▶ **Problem statement**: If a line in the records below contains the word "headboard", copy it out.

=== Section Start ===

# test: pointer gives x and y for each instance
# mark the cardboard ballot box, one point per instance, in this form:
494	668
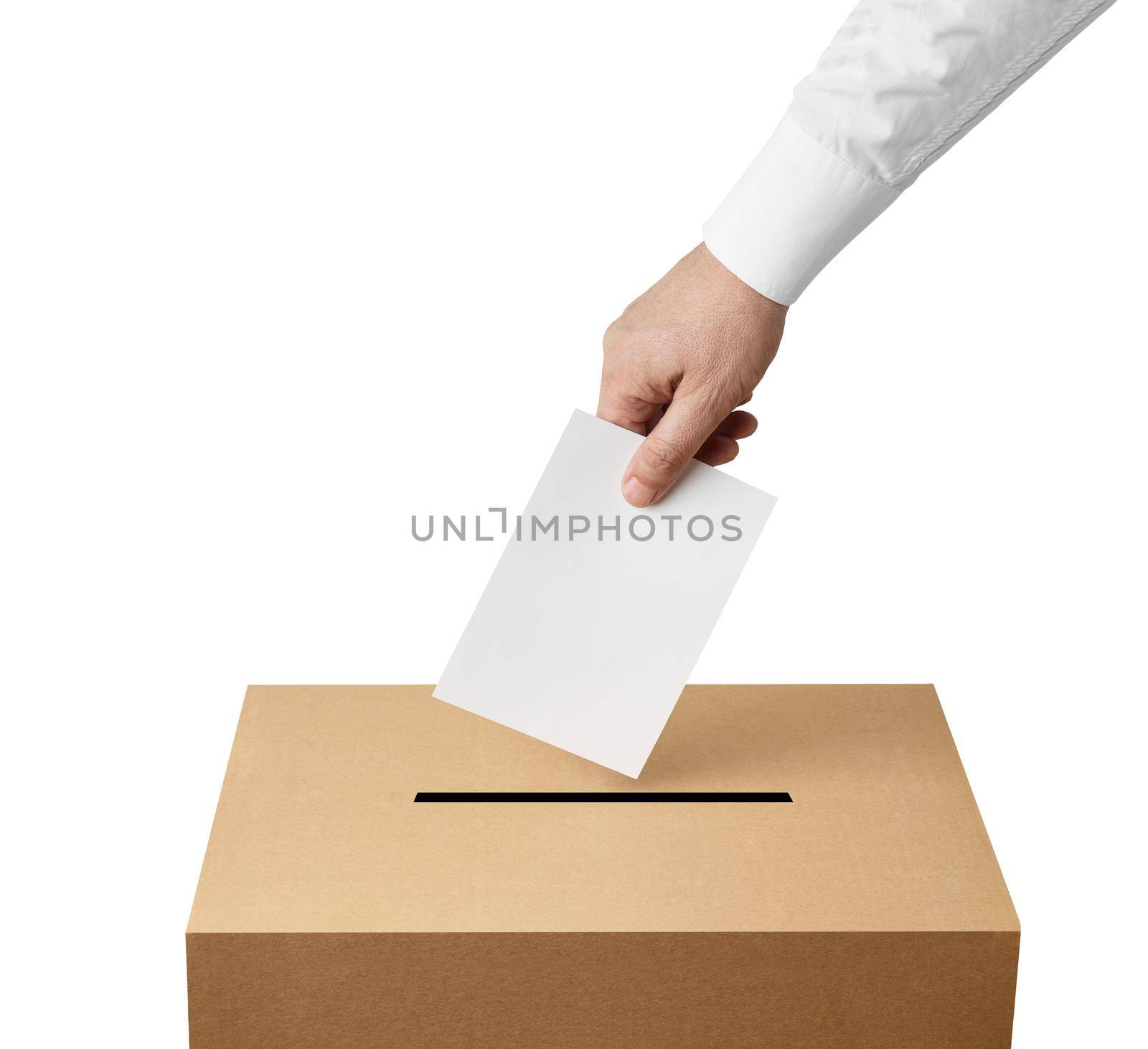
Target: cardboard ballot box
386	870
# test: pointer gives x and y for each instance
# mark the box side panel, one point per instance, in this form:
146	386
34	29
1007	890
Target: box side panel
786	991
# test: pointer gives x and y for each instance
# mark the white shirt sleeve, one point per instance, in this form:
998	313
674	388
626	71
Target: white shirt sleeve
899	84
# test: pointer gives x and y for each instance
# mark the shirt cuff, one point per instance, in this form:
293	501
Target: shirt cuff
795	208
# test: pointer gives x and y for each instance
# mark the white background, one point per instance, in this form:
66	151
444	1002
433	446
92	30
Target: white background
273	277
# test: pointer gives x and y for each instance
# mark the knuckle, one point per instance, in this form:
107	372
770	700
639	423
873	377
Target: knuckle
663	461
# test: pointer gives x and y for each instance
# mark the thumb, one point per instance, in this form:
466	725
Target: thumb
667	451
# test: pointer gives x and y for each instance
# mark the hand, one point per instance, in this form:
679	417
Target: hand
679	362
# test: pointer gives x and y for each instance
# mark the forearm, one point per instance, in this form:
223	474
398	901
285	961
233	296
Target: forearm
900	83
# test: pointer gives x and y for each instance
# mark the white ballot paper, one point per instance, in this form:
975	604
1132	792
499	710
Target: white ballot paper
597	612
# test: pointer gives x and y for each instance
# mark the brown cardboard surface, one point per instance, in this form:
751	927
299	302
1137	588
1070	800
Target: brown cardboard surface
334	911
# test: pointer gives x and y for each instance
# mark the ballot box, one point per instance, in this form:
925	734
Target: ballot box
798	865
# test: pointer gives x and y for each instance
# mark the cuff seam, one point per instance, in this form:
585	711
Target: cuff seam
895	189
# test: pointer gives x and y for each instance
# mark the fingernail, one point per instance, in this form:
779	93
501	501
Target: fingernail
637	494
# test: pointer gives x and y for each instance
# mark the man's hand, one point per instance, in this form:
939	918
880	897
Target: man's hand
679	362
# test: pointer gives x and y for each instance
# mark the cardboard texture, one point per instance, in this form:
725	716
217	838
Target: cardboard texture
334	911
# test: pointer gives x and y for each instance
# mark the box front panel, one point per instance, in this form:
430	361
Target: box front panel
441	991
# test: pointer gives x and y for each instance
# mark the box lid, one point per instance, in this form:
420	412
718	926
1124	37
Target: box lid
319	830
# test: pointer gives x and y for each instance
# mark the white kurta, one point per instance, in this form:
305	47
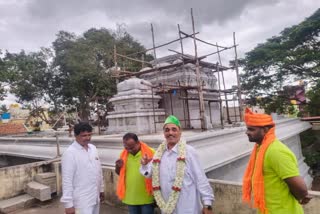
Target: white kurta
196	187
82	179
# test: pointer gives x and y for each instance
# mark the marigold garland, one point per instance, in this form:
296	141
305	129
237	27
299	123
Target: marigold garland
169	206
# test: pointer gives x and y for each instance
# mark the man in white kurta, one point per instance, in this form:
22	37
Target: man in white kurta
82	182
196	195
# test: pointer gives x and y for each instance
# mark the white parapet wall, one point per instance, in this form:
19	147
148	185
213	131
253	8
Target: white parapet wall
223	153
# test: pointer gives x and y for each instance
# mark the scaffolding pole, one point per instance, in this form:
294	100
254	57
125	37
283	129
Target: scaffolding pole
201	102
238	77
224	87
220	103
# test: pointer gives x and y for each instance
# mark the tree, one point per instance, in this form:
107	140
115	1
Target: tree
71	74
4	108
33	80
293	55
83	62
313	106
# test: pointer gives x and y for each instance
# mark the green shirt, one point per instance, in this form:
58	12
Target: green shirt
136	193
280	163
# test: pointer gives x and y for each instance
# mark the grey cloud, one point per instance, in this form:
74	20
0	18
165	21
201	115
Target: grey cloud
207	11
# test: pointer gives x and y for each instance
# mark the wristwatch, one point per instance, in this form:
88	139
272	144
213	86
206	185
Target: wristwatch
208	207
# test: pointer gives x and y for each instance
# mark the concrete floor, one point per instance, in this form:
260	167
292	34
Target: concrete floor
55	207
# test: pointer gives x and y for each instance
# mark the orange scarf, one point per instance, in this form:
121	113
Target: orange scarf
256	165
121	186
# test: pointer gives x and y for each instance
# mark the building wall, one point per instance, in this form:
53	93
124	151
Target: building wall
14	179
227	194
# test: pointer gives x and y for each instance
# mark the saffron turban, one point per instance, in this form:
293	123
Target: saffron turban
172	120
252	119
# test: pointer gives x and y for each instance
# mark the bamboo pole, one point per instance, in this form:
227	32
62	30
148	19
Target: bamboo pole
238	77
224	87
201	102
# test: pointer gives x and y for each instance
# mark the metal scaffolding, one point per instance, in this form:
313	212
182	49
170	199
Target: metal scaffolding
216	68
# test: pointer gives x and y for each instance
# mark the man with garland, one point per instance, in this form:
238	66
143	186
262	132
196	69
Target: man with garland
178	180
271	181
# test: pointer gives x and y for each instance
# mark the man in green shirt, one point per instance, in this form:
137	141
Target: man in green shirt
271	182
134	189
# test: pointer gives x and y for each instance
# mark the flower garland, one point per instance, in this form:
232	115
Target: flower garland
169	206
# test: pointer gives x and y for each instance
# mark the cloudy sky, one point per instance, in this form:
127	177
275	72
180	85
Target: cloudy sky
31	24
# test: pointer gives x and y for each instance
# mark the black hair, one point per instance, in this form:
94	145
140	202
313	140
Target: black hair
82	127
130	136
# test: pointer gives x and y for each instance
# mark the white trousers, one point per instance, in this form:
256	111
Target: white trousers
89	210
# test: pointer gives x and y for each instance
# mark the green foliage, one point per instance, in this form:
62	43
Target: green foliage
310	141
83	62
292	55
72	73
313	106
4	108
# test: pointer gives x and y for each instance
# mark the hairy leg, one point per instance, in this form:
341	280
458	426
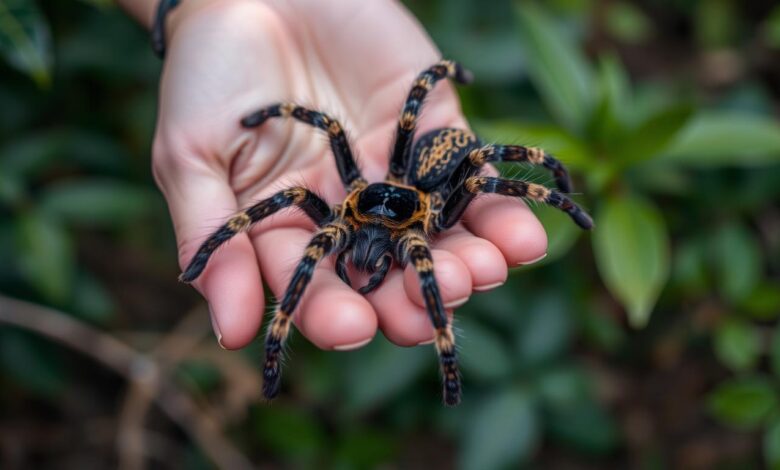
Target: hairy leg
463	195
345	161
329	239
309	202
412	247
518	153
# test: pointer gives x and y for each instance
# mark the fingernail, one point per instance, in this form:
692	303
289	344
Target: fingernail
215	326
488	286
535	260
351	346
456	303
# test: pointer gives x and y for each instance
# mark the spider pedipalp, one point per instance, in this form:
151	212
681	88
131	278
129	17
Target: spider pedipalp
429	185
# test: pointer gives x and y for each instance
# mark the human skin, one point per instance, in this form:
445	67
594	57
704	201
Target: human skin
355	60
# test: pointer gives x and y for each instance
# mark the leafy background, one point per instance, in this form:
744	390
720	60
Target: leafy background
650	343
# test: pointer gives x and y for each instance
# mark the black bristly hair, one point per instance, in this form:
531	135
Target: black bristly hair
428	188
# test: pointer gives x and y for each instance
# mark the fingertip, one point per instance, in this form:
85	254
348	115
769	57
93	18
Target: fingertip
333	317
330	314
230	285
484	261
452	276
403	322
509	225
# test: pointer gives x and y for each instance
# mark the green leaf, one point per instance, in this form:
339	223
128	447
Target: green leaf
24	39
772	444
738	258
587	428
737	344
631	246
32	363
563	388
627	23
91	299
763	303
482	353
556	66
771	28
96	202
653	135
199	375
365	448
774	352
611	116
601	330
726	138
38	152
744	403
503	431
290	431
381	370
46	255
12	191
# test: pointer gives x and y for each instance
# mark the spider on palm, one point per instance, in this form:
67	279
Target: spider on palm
428	187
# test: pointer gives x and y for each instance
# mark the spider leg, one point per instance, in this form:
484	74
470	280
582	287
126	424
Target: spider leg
345	162
331	238
341	267
311	204
464	194
383	266
518	153
402	148
413	247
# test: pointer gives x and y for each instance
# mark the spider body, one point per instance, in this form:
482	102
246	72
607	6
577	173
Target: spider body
428	187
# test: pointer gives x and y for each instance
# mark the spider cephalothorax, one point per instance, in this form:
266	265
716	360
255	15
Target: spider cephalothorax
427	189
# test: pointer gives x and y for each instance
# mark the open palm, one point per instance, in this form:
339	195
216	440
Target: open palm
354	60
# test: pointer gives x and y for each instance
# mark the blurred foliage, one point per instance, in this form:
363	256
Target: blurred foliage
664	111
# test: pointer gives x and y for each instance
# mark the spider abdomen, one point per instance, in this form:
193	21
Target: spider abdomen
437	155
372	242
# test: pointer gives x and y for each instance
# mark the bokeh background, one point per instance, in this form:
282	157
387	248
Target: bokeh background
652	342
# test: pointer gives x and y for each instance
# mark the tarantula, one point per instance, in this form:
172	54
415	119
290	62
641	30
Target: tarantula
427	189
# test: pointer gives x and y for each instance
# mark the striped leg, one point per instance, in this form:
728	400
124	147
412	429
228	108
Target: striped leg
331	238
413	248
345	161
311	204
402	148
516	153
463	195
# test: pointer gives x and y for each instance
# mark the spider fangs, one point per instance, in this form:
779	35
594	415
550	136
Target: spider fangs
428	187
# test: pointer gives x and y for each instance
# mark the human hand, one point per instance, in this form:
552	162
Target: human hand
354	60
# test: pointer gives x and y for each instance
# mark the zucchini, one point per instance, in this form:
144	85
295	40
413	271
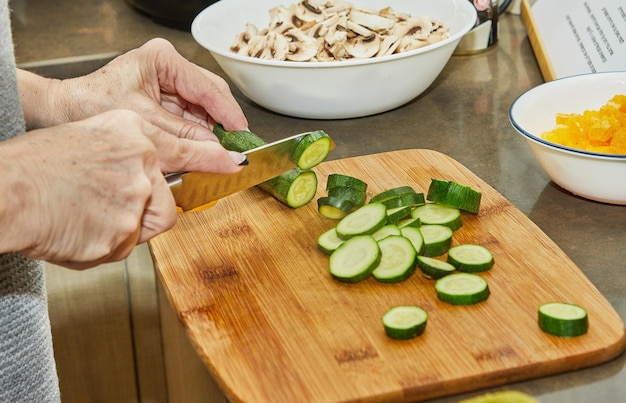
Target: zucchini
415	236
462	289
354	195
404	322
334	208
328	241
454	194
563	319
391	193
294	188
397	261
433	213
312	150
385	231
406	199
355	259
434	268
396	214
470	258
437	239
340	180
363	221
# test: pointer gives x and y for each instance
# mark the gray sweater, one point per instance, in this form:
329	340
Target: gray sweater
27	368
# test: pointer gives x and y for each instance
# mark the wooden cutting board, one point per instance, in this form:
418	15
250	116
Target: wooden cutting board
255	296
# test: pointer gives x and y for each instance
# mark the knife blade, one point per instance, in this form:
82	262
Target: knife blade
193	190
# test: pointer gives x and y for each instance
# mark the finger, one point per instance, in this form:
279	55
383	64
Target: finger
197	86
176	154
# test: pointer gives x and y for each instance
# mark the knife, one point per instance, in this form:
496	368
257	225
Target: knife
196	190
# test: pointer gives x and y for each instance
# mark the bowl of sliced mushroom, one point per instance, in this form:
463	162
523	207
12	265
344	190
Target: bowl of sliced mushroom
332	59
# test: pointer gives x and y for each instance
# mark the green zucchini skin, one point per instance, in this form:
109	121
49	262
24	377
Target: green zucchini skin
294	188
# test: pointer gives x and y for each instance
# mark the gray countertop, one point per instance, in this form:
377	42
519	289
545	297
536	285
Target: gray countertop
463	114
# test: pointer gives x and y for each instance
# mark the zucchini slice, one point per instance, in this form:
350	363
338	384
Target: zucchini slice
312	150
356	196
363	221
328	241
391	193
355	259
454	194
563	319
397	261
437	239
340	180
385	231
396	214
462	289
404	322
433	213
334	208
294	188
414	235
470	258
434	268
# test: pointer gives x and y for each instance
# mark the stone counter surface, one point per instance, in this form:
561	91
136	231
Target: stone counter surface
464	114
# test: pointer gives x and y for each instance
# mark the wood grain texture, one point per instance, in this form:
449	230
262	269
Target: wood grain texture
254	293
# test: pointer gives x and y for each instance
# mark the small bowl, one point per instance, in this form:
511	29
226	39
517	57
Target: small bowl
334	89
594	176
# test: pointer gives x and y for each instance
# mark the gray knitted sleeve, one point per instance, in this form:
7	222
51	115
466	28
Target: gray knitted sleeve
27	368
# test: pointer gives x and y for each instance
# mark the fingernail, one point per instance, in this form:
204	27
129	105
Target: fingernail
238	158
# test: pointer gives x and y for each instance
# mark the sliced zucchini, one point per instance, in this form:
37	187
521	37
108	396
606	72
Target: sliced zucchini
409	222
563	319
340	180
397	260
462	289
396	214
334	208
355	259
470	258
437	239
391	193
356	196
414	235
312	150
405	322
328	241
454	194
385	231
433	213
240	140
434	268
294	188
407	199
363	221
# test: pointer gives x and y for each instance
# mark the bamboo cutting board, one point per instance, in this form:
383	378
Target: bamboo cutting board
257	301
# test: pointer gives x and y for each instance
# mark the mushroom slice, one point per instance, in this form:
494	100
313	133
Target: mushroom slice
358	29
301	47
372	21
307	11
363	47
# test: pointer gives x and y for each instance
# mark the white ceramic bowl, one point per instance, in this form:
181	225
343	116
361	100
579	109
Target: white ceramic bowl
330	90
595	176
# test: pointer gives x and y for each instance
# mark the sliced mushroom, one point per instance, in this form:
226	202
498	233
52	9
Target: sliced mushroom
363	47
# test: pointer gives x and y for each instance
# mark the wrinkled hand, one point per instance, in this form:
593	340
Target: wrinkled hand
93	189
153	80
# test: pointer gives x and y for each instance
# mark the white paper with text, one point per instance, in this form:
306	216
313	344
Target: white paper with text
582	36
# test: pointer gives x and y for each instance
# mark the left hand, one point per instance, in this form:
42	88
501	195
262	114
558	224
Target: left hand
157	82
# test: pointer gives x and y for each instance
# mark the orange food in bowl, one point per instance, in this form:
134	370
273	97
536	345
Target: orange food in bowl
601	131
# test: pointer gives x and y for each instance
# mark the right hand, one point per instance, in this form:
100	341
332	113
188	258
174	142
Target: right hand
94	189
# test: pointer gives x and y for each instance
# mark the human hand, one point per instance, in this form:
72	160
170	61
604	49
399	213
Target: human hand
90	191
153	80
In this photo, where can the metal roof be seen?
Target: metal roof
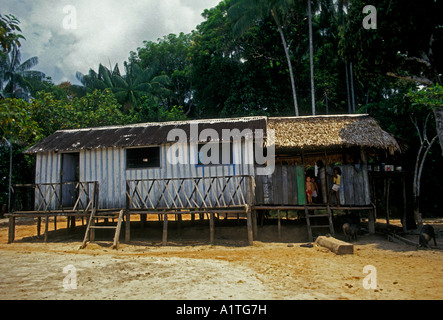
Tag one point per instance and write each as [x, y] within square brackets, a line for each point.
[137, 135]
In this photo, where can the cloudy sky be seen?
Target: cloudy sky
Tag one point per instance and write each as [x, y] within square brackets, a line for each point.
[75, 35]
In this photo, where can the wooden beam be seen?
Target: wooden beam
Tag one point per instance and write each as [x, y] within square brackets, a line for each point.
[46, 228]
[337, 246]
[249, 224]
[11, 233]
[128, 227]
[165, 230]
[211, 228]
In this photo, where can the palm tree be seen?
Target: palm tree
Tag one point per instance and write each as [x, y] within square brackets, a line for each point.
[128, 89]
[15, 77]
[245, 13]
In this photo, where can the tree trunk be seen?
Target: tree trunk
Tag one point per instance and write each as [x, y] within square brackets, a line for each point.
[288, 58]
[311, 54]
[438, 112]
[347, 88]
[352, 87]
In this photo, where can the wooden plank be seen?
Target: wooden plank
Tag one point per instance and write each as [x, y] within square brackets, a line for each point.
[276, 185]
[117, 231]
[211, 228]
[11, 233]
[348, 184]
[337, 246]
[128, 227]
[249, 225]
[259, 196]
[165, 230]
[301, 186]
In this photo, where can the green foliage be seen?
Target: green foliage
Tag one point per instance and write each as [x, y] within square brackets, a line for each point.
[431, 97]
[10, 33]
[15, 123]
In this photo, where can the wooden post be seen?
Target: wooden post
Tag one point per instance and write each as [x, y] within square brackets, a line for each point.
[165, 230]
[11, 234]
[254, 223]
[143, 218]
[211, 228]
[128, 227]
[46, 228]
[371, 220]
[387, 200]
[403, 181]
[249, 224]
[39, 224]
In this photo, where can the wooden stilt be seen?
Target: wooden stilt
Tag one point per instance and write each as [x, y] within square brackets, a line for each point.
[249, 224]
[254, 223]
[165, 230]
[39, 225]
[211, 228]
[128, 227]
[11, 233]
[46, 228]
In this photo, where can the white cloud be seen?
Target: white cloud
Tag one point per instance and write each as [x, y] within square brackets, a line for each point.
[107, 30]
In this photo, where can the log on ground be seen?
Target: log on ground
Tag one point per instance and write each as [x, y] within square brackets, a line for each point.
[335, 245]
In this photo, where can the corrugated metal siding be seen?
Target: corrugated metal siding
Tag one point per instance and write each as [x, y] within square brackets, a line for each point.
[108, 167]
[48, 166]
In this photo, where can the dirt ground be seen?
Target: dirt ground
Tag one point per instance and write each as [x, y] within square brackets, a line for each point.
[189, 268]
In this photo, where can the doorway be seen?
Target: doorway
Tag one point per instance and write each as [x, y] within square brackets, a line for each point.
[70, 174]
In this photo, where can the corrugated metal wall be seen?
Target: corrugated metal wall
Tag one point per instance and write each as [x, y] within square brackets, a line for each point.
[108, 167]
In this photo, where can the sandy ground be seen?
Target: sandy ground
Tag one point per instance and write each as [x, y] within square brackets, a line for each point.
[189, 268]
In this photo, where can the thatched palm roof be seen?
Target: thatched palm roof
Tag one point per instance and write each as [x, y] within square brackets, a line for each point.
[330, 131]
[290, 132]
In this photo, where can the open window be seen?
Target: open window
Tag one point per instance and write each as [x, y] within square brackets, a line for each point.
[142, 158]
[205, 156]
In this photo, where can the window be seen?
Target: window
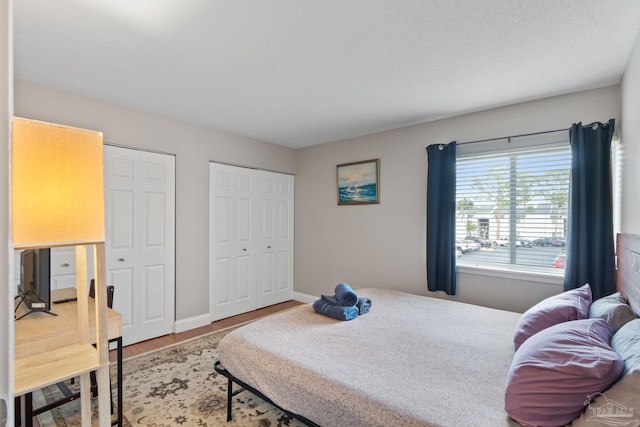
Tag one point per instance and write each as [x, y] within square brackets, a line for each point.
[511, 204]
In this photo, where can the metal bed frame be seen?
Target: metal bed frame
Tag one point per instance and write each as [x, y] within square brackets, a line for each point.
[245, 387]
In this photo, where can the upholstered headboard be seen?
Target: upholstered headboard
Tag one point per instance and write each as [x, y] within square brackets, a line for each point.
[628, 269]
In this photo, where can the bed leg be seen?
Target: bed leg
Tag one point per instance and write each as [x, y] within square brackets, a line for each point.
[229, 397]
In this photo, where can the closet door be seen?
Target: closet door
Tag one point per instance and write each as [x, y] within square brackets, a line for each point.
[140, 240]
[275, 243]
[232, 240]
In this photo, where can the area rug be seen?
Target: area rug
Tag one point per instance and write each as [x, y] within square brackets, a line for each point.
[176, 386]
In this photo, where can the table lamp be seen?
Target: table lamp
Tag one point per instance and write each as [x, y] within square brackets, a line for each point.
[57, 199]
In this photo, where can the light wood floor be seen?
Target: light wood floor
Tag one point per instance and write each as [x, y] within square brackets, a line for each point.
[156, 343]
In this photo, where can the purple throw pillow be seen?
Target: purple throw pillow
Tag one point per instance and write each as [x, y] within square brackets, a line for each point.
[569, 305]
[554, 372]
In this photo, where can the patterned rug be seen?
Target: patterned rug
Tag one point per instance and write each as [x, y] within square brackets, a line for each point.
[176, 386]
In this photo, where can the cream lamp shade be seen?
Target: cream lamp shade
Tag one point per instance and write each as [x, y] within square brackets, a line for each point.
[57, 193]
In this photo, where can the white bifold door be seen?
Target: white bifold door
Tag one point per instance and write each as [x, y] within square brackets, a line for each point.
[250, 238]
[140, 240]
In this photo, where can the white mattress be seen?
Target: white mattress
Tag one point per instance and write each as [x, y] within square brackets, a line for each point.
[410, 361]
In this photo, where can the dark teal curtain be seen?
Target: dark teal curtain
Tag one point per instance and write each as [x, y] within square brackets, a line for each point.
[441, 218]
[590, 254]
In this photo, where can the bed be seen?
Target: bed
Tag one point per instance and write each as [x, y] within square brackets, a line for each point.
[410, 361]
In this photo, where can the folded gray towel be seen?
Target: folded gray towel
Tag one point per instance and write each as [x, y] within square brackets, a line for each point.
[336, 311]
[346, 295]
[364, 305]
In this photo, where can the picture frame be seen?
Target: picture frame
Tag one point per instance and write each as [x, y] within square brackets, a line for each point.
[358, 183]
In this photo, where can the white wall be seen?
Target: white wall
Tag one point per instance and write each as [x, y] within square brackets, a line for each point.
[630, 142]
[6, 296]
[193, 146]
[384, 245]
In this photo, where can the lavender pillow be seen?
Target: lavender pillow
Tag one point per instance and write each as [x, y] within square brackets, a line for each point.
[569, 305]
[623, 394]
[612, 308]
[554, 371]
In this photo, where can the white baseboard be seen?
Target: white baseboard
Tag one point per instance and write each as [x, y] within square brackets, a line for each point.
[205, 319]
[306, 298]
[192, 323]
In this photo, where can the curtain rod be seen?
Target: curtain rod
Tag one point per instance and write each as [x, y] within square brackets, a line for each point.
[592, 125]
[513, 136]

=== Section End ===

▶ **Solved exercise**:
In this photo, where can the upholstered headboard be seen?
Target: upholstered headboard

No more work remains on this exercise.